Region pointing data:
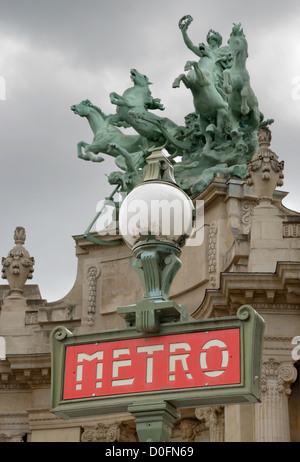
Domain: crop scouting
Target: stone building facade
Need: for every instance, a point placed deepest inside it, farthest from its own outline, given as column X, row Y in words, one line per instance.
column 250, row 254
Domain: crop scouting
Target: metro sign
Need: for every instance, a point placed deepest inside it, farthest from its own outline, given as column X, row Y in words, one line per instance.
column 147, row 364
column 187, row 364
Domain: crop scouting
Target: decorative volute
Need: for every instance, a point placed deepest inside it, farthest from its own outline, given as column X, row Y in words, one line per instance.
column 264, row 171
column 17, row 267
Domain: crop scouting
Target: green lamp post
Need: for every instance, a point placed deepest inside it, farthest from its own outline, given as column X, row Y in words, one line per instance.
column 155, row 220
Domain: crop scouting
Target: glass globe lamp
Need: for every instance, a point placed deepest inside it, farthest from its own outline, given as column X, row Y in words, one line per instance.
column 155, row 219
column 156, row 211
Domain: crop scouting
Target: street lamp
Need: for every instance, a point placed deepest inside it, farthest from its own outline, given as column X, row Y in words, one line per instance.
column 155, row 220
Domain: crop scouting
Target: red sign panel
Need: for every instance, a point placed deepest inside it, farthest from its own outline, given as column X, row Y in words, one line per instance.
column 178, row 361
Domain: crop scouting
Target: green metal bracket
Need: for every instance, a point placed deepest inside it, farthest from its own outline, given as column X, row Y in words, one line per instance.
column 94, row 239
column 154, row 421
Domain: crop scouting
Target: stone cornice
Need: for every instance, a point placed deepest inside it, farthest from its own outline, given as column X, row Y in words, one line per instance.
column 277, row 291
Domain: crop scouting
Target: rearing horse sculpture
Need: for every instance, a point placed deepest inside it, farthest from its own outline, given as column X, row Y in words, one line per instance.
column 241, row 98
column 132, row 110
column 104, row 135
column 208, row 102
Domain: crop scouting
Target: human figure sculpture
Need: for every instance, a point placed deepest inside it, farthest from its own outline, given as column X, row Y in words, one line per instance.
column 220, row 136
column 203, row 80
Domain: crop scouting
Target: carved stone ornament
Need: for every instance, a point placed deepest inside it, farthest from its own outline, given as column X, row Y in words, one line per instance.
column 92, row 275
column 17, row 267
column 264, row 171
column 109, row 433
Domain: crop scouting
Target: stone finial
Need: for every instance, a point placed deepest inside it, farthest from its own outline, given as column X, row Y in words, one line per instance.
column 17, row 267
column 264, row 171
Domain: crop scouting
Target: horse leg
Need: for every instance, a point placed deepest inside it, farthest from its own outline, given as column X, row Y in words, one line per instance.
column 176, row 83
column 80, row 145
column 244, row 106
column 88, row 155
column 227, row 85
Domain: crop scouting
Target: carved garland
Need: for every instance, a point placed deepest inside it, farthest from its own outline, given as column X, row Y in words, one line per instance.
column 92, row 275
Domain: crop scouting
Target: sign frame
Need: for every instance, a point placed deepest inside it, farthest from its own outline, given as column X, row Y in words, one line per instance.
column 247, row 320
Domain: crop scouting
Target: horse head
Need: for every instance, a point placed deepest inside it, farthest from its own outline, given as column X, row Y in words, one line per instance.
column 237, row 41
column 205, row 51
column 82, row 108
column 139, row 79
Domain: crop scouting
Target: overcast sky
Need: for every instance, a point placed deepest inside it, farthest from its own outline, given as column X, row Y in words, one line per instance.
column 56, row 53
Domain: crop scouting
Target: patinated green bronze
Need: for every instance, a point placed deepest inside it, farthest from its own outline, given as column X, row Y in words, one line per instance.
column 219, row 137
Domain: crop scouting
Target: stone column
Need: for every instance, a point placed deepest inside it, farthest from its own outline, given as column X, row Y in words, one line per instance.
column 214, row 418
column 272, row 414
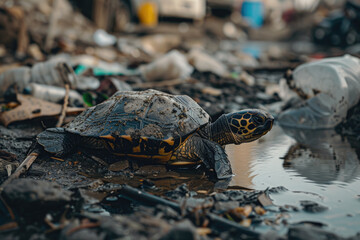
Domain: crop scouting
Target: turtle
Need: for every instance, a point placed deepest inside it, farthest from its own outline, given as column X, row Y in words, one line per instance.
column 154, row 126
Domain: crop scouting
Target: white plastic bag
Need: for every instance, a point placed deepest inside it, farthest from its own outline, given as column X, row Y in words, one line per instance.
column 332, row 86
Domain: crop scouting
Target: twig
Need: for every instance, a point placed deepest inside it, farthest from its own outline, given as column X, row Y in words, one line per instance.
column 52, row 26
column 66, row 103
column 8, row 208
column 167, row 83
column 216, row 222
column 24, row 166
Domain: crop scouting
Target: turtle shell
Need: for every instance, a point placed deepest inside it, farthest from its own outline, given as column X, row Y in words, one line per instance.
column 131, row 117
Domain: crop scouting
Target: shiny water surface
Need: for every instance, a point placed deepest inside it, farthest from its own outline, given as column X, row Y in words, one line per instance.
column 320, row 166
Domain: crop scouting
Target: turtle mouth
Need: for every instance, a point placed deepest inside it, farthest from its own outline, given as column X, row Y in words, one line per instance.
column 265, row 128
column 258, row 133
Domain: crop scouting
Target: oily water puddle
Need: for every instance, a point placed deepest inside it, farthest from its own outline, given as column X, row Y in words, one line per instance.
column 320, row 166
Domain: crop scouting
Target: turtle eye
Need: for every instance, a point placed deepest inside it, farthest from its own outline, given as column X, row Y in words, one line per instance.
column 258, row 120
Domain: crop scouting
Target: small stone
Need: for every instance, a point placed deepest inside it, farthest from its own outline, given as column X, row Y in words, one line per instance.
column 313, row 207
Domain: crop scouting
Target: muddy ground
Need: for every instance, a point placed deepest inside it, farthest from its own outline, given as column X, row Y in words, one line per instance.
column 79, row 198
column 84, row 196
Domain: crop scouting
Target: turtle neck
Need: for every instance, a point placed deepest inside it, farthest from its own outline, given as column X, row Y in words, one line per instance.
column 220, row 131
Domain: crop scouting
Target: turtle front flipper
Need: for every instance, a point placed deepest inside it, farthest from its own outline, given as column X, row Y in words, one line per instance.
column 196, row 150
column 56, row 141
column 220, row 161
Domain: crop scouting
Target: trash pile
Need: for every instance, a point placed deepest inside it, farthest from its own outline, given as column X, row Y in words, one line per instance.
column 55, row 63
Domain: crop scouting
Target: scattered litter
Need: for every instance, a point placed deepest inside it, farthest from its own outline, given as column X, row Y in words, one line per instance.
column 172, row 65
column 326, row 90
column 206, row 63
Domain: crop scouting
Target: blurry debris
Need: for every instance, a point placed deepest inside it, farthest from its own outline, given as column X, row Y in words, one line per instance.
column 51, row 31
column 172, row 65
column 22, row 168
column 245, row 222
column 306, row 232
column 111, row 85
column 351, row 126
column 324, row 102
column 65, row 105
column 253, row 13
column 119, row 166
column 206, row 63
column 49, row 73
column 35, row 196
column 226, row 206
column 167, row 83
column 103, row 39
column 212, row 91
column 2, row 51
column 53, row 73
column 340, row 28
column 53, row 94
column 310, row 206
column 216, row 222
column 242, row 212
column 6, row 167
column 259, row 210
column 160, row 43
column 232, row 32
column 35, row 52
column 247, row 78
column 13, row 29
column 33, row 108
column 8, row 156
column 107, row 54
column 183, row 230
column 87, row 83
column 128, row 47
column 19, row 76
column 100, row 68
column 265, row 200
column 148, row 13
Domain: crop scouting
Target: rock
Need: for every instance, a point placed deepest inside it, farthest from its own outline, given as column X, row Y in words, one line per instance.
column 226, row 206
column 206, row 63
column 184, row 230
column 29, row 195
column 308, row 232
column 313, row 207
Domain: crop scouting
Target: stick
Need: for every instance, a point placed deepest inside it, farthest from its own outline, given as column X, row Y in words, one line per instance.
column 24, row 166
column 52, row 26
column 218, row 223
column 167, row 83
column 66, row 103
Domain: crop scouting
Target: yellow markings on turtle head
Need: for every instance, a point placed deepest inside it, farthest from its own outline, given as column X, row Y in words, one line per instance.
column 183, row 163
column 127, row 137
column 136, row 149
column 169, row 141
column 109, row 137
column 111, row 145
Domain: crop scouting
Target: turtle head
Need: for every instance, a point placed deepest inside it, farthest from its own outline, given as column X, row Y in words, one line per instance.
column 249, row 124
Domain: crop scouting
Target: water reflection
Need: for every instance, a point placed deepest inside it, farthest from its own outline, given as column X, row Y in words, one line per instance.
column 322, row 156
column 320, row 166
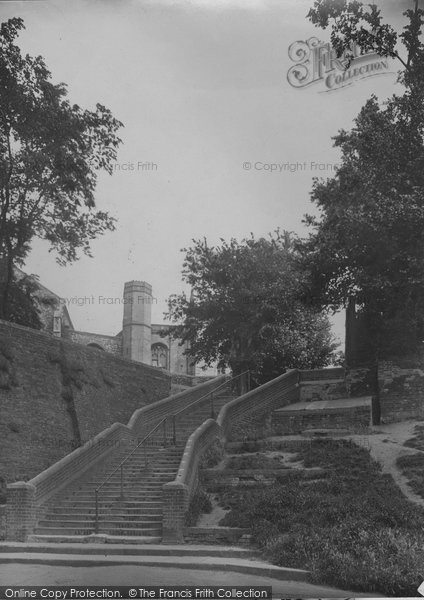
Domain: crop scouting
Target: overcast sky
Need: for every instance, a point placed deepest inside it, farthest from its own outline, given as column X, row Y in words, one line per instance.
column 201, row 88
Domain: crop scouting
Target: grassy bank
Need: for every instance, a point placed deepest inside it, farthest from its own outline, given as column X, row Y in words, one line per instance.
column 354, row 529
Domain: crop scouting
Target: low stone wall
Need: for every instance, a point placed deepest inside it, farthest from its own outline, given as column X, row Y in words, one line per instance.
column 321, row 374
column 26, row 501
column 311, row 391
column 2, row 522
column 401, row 390
column 55, row 395
column 177, row 494
column 295, row 422
column 401, row 387
column 217, row 535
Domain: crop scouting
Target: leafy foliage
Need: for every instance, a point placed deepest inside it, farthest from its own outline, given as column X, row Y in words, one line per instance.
column 354, row 530
column 245, row 311
column 368, row 243
column 50, row 152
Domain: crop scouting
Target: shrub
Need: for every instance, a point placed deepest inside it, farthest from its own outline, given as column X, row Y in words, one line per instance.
column 354, row 530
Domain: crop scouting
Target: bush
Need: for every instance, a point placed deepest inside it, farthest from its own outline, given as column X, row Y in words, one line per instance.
column 354, row 530
column 385, row 560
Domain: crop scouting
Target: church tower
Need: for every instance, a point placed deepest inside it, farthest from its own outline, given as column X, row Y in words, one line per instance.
column 137, row 322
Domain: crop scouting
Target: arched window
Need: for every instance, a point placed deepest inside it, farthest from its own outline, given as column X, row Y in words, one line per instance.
column 93, row 345
column 160, row 354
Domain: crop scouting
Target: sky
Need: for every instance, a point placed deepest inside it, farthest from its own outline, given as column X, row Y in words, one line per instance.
column 201, row 88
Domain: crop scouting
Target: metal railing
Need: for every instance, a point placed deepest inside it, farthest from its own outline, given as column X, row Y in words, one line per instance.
column 241, row 379
column 121, row 465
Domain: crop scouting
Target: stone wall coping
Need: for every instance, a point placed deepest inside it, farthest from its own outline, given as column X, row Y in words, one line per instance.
column 224, row 410
column 156, row 370
column 69, row 458
column 99, row 335
column 174, row 398
column 190, row 448
column 73, row 457
column 320, row 381
column 22, row 485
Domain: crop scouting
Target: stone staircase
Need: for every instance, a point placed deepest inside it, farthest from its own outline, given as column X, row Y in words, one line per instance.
column 136, row 515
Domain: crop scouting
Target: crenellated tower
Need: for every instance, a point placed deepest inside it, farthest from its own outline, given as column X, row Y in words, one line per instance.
column 137, row 321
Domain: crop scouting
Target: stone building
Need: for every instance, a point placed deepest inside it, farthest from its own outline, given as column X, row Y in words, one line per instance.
column 139, row 340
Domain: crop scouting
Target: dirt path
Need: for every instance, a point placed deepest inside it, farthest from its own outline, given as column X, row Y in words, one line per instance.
column 386, row 446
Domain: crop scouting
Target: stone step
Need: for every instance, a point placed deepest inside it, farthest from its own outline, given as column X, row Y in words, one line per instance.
column 132, row 478
column 103, row 516
column 57, row 546
column 46, row 541
column 109, row 523
column 90, row 510
column 126, row 503
column 70, row 531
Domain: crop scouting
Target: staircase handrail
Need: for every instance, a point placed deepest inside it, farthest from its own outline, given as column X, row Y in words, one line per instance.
column 199, row 400
column 120, row 468
column 155, row 428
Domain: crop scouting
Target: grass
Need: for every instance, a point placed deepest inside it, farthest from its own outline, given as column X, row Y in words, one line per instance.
column 412, row 466
column 199, row 504
column 253, row 461
column 353, row 530
column 418, row 440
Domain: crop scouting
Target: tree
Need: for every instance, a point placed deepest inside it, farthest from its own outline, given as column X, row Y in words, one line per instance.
column 367, row 245
column 50, row 153
column 244, row 311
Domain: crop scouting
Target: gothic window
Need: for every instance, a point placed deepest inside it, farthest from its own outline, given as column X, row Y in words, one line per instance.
column 160, row 355
column 93, row 345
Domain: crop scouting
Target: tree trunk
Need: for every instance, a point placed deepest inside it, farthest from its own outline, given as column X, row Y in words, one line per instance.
column 6, row 277
column 375, row 388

Problem = The word "tower" may appear in several lines of the data; copy every line where it does.

Task output =
Target: church tower
Target: crenellated tower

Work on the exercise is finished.